**Stored data:**
## start

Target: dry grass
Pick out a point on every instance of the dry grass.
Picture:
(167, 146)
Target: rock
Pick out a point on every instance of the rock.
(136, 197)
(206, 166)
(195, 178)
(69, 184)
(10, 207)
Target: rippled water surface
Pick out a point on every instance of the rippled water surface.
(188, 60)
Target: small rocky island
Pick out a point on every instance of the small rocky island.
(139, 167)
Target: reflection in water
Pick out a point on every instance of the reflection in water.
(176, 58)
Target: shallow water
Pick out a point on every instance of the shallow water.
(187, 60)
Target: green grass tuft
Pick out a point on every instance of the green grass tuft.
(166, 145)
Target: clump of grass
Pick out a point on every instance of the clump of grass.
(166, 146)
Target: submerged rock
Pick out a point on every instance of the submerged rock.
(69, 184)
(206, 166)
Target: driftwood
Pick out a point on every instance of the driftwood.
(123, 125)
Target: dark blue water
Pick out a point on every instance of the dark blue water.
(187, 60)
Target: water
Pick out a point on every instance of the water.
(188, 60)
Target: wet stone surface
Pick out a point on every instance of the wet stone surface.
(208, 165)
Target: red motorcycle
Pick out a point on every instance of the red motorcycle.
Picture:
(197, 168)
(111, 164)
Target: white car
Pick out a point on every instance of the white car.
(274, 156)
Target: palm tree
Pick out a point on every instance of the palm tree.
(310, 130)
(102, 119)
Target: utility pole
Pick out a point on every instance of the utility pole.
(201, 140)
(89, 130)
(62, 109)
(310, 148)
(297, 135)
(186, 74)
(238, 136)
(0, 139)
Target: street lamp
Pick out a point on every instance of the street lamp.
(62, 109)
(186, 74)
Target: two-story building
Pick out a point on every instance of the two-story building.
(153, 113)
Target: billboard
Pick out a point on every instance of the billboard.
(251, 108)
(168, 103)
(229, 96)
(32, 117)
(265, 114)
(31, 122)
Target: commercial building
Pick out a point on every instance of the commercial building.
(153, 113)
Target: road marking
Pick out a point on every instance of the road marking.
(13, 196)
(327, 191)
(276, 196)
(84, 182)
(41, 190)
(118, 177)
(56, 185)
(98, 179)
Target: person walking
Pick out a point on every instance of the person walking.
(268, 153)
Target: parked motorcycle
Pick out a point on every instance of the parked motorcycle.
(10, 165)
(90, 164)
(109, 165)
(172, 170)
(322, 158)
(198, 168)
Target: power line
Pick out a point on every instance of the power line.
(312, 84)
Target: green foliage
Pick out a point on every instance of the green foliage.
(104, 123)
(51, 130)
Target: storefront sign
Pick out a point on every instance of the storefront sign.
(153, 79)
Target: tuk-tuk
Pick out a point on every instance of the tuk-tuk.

## end

**Requirements:** Retype all of the data above word for word, keeping every line unchanged.

**Output for this exercise:**
Target: dry grass
Pick out a point on every instance of the dry grass.
Picture:
(167, 146)
Target: rock
Pick out a point on every instance of the rock.
(136, 197)
(206, 166)
(195, 178)
(69, 184)
(10, 207)
Target: rippled water surface
Pick out a point on every instance of the rippled water surface.
(188, 60)
Target: small rocky island
Pick out a point on every instance of the small rocky island.
(139, 167)
Target: reflection in water
Pick out a point on every instance of the reflection in water.
(176, 58)
Target: shallow water
Pick out a point on every instance of the shallow water.
(187, 60)
Target: green grass tuft
Pick out a point on every instance of the green grass tuft.
(166, 145)
Target: clump of grass
Pick out a point on every instance of the clump of grass.
(166, 146)
Target: submerged rock
Pick out a point on every instance of the submerged rock.
(69, 184)
(206, 166)
Target: driftwood
Pick out a point on every instance of the driftwood.
(123, 125)
Target: dark blue water
Pick out a point on every instance of the dark blue water.
(187, 60)
Target: water
Pick out a point on every instance of the water.
(188, 60)
Target: wet stone surface
Pick out a point on every instance of the wet stone surface.
(208, 165)
Target: red motorcycle
Pick out a point on every instance of the red motorcycle.
Picture:
(197, 168)
(111, 164)
Target: white car
Pick out a point on every instance of the white car.
(274, 156)
Target: palm tree
Pick out a point on every instance of the palm tree.
(310, 130)
(102, 119)
Target: utility pole
Pick out a point on every instance of the utility pole.
(201, 140)
(89, 130)
(62, 109)
(310, 148)
(297, 135)
(186, 74)
(238, 136)
(0, 139)
Target: street lamp
Pick out a point on every instance of the street lamp.
(62, 109)
(186, 74)
Target: two-story building
Pick out a point on every instance of the two-story building.
(153, 113)
Target: billboard
Pick out a point on every instance of the billboard.
(251, 108)
(168, 103)
(229, 96)
(32, 117)
(265, 114)
(31, 122)
Target: commercial building
Pick out a point on every instance of the commercial building.
(153, 113)
Target: road marking
Pick out a point on every instance of the road marking.
(13, 196)
(327, 191)
(276, 196)
(84, 182)
(41, 190)
(118, 177)
(56, 185)
(98, 179)
Target: person walking
Pick out a point on every instance of the person walking.
(268, 153)
Target: parked motorcycle
Pick out a point on every instance of the parked motorcycle.
(10, 165)
(90, 164)
(109, 165)
(172, 170)
(322, 158)
(198, 168)
Target: power line
Pick out a point on every instance of the power line.
(312, 84)
Target: green foliage
Pick out a point on every instance of the green foliage.
(104, 123)
(51, 130)
Target: storefront sign
Pick out a point on every instance of the storefront sign.
(153, 79)
Target: tuk-tuk
Pick out a point on every instance of the tuk-tuk.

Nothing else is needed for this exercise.